**YOUR OBJECTIVE**
Will you transcribe the entries that follow, exactly and in full?

**PROVIDED RECORDS**
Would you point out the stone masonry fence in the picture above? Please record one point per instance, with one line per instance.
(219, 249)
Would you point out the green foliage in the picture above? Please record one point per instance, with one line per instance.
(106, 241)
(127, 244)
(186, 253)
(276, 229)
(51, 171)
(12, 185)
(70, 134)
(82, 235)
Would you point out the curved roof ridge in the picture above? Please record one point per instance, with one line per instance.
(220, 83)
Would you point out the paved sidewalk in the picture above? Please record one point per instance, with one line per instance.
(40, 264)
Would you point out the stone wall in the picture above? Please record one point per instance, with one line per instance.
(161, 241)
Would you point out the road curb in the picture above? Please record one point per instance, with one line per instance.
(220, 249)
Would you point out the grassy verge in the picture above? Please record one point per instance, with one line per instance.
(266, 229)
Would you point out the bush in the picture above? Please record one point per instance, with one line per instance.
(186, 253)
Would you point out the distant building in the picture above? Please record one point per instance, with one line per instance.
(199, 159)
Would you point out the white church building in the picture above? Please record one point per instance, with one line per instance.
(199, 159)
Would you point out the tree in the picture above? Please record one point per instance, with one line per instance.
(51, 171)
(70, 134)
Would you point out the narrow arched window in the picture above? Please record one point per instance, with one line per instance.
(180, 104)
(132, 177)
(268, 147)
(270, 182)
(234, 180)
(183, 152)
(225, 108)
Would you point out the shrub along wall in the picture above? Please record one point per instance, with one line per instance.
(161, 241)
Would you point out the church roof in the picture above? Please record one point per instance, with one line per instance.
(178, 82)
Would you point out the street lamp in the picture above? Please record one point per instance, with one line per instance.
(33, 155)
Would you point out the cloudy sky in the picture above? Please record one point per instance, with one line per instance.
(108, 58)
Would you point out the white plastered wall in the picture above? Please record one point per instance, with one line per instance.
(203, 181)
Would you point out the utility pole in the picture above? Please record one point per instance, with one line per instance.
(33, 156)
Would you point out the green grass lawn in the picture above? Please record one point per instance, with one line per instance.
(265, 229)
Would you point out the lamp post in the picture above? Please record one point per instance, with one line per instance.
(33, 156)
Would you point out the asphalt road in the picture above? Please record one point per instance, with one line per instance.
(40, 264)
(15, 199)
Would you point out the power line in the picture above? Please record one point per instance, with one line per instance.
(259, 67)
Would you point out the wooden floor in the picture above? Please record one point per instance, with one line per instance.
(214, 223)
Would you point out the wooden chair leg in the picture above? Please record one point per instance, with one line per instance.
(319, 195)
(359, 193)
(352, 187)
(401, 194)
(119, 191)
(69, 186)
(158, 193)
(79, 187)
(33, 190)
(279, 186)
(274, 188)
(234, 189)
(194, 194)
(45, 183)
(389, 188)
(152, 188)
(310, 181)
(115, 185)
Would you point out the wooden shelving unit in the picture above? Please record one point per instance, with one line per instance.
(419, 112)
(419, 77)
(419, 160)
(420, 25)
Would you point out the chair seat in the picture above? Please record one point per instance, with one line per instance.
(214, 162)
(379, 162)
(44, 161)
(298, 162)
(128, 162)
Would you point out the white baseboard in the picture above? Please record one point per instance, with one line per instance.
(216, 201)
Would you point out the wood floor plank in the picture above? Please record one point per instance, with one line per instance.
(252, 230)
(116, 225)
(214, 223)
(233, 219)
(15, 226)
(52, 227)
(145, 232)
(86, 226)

**THE COMPLETED TASK**
Would you point out the stone masonry fence in the picture above? Please record one point per instance, with one line per instance.
(219, 249)
Would you point out the green foliage in the picture above? Please record one point per instance, with one line per instance.
(106, 241)
(127, 244)
(186, 253)
(276, 229)
(51, 171)
(12, 185)
(70, 134)
(82, 235)
Would you point out the curved roof ridge in the picture above? Please record one point per instance, with one line per instance.
(220, 83)
Would you point out the paved sidewalk in the picture above? Please record one point per instance, with one line per instance.
(40, 264)
Would you point out the stone wall in the picture above? Please record one point per instance, with one line per instance.
(161, 241)
Would you point out the road curb in the picture above? Please record one point per instance, with one line per instance.
(220, 249)
Would you point out the grassy verge in the picture above? Please record one point per instance, with one line per instance.
(266, 229)
Would you point out the bush in the picture above? Please record one point per instance, with one line per instance.
(186, 253)
Would you point out the distant building in the picture above? Please record one point per instance, with one line per instance.
(199, 159)
Would you point out the white church building in the picture above? Please record one point per instance, with one line per instance.
(199, 159)
Would you point out the tree in the picture above? Please record one point per instance, with one line per instance.
(51, 171)
(70, 134)
Would you point out the narrow arched window in the picture above? Please record one point per instance, with one line per instance.
(180, 104)
(132, 177)
(268, 147)
(270, 182)
(234, 180)
(183, 152)
(225, 108)
Would you point out the shrub along wall in the picture above? Please record one point per instance, with one line per instance.
(161, 241)
Would you point out the church roof in the picture above? Please record one point per instance, with one line per instance.
(178, 82)
Would you point out the street lamp in the picture above? Please record one point per instance, with one line per instance.
(33, 155)
Would you point out the cloudy sky in the picture above? Please record one point per instance, with one line per instance.
(108, 58)
Would you point out the white plastered wall in the picture above? Please record one point per instance, with one line per instance.
(203, 181)
Would you point out the utility pole in the picture above? Please record one point per instance, with one line per instance.
(33, 156)
Would you point out the green grass lawn in the picture above? Please record one point per instance, with one line per instance.
(265, 229)
Would you point out the lamp post in the picture above? Please record one point per instance, with one line per instance.
(33, 156)
Would you point out the asphalt road in the picture above? Please record one point per instance, with one line per instance.
(40, 264)
(15, 199)
Would you point out the power line in the picture above? Please record one point per instance, with one line per instance.
(259, 67)
Would you point out the wooden floor in the picture above? Please record one point per instance, with one line per instance.
(214, 223)
Would you point out the wooden chair leg in the picture above? Please record one point per instance, with one line per instance.
(319, 195)
(359, 193)
(352, 187)
(401, 194)
(119, 191)
(69, 186)
(158, 193)
(79, 187)
(33, 190)
(279, 186)
(274, 188)
(234, 189)
(194, 194)
(45, 183)
(389, 188)
(152, 188)
(310, 181)
(115, 185)
Would you point out the wooden shelving unit in the picture above? Please record one point per instance, with one line per instance.
(419, 112)
(419, 77)
(419, 160)
(420, 25)
Would you point out the chair seat in the picture above? Please record one point per instance, with one line per instance.
(214, 162)
(379, 162)
(44, 161)
(298, 162)
(128, 162)
Would you point out the white baseboard in the picture above? Please record one point per instance, with one line per instance.
(216, 201)
Would you point out the wood floor plank in the picture above? Please record one point per instance, with one line per instance.
(252, 230)
(116, 225)
(214, 223)
(233, 219)
(15, 226)
(52, 227)
(145, 232)
(86, 226)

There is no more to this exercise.